#### Task directions
Repeat exactly the lines of the listing from the line containing "Locate the sky." through its last line, and nothing beyond them.

* * * *

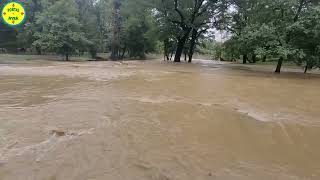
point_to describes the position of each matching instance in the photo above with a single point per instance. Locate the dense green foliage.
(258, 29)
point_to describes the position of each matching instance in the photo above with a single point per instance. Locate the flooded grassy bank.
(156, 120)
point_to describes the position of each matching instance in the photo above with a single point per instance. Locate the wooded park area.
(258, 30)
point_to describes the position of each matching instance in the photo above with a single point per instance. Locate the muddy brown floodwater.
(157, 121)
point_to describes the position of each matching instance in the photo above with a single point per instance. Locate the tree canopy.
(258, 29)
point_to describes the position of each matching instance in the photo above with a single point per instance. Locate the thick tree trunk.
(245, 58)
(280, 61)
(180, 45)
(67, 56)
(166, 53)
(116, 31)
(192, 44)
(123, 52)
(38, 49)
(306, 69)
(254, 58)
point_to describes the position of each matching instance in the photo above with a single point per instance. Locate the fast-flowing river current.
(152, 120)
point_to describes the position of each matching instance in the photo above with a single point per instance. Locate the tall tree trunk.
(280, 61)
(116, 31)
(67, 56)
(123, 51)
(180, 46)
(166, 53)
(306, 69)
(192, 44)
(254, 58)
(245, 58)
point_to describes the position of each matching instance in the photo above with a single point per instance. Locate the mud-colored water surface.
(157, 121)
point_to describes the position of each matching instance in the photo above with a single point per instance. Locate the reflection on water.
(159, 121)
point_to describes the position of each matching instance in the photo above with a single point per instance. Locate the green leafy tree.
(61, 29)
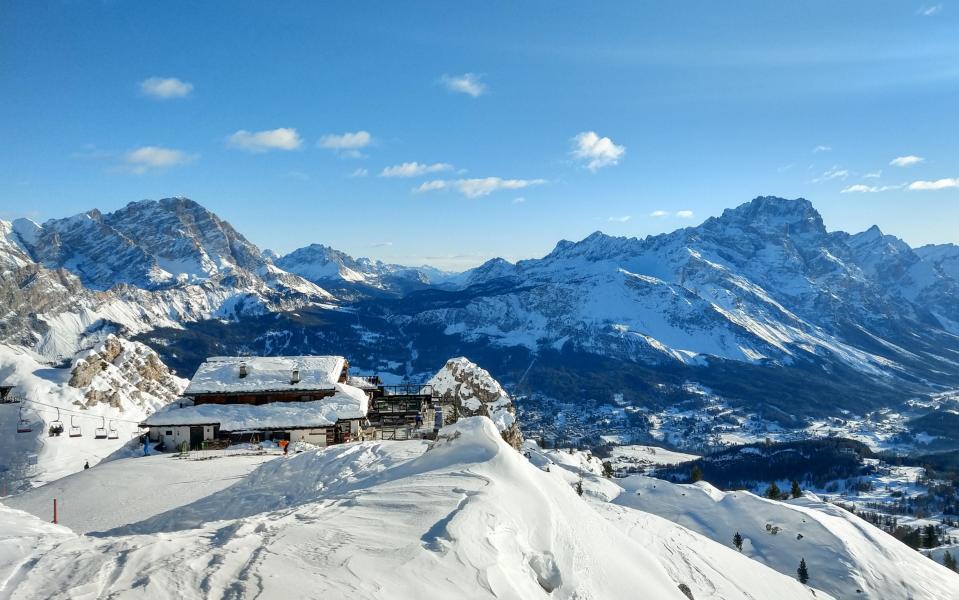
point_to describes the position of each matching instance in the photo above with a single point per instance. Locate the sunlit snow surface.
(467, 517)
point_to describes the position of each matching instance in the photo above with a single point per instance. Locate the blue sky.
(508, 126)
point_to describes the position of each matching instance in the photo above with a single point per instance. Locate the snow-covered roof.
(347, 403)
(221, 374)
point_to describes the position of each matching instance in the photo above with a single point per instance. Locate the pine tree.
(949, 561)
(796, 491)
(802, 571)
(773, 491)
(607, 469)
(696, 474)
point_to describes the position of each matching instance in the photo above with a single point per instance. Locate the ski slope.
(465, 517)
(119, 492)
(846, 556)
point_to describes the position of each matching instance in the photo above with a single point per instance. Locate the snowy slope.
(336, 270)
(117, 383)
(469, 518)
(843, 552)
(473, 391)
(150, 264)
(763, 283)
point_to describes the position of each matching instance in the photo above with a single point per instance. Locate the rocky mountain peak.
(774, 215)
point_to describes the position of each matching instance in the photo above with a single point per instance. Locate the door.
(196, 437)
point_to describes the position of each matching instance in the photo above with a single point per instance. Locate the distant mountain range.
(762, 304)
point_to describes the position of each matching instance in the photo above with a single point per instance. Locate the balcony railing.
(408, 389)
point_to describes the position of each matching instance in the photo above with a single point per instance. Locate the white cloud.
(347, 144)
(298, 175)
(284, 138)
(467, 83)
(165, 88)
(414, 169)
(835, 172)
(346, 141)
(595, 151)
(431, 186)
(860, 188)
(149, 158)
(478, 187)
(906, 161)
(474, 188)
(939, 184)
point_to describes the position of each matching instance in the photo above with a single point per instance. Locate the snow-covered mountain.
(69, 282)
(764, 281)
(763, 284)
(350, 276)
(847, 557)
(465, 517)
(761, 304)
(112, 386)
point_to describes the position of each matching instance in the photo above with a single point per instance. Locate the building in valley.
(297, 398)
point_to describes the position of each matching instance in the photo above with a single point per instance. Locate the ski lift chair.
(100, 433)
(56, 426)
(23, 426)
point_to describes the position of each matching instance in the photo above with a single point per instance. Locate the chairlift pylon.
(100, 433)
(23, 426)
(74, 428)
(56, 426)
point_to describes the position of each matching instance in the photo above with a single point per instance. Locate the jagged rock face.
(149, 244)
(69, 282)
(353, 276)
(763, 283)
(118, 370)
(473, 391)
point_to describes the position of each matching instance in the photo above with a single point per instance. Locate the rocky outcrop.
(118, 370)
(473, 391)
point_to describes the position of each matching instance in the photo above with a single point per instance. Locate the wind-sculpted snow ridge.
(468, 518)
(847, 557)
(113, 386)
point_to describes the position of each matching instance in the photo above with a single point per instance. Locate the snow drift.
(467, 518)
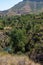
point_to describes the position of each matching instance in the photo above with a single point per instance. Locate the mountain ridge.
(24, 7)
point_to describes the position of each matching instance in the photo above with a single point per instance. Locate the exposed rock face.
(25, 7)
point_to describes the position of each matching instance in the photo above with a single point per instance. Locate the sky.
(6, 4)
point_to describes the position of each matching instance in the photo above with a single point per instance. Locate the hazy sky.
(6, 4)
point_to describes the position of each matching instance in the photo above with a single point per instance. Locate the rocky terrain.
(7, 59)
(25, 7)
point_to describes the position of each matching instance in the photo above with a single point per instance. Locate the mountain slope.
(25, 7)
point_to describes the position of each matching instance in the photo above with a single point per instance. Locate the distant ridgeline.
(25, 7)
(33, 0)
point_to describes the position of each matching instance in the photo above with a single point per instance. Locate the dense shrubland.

* * * *

#### The reply
point_to describes the position of each matching instance in the photo above with a single point per instance. Locate the sky.
(6, 4)
point_to describes the position of each matching instance in the photo above with a single point per instance. Locate the hazy sky.
(6, 4)
point_to describes the position of each matching instance in the photo above with a single point per instance. Locate the rocky terrain.
(7, 59)
(25, 7)
point_to describes the position of each matching instance in the photo above with a single point per instance. Locate the mountain slope.
(25, 7)
point_to describes the position of each matching instance in the photo above with a single point per instance. Locate the distant ridgeline.
(25, 7)
(33, 0)
point_to describes the position of each matching instance in the photo above with a single point per instance. Locate the dense shrubland.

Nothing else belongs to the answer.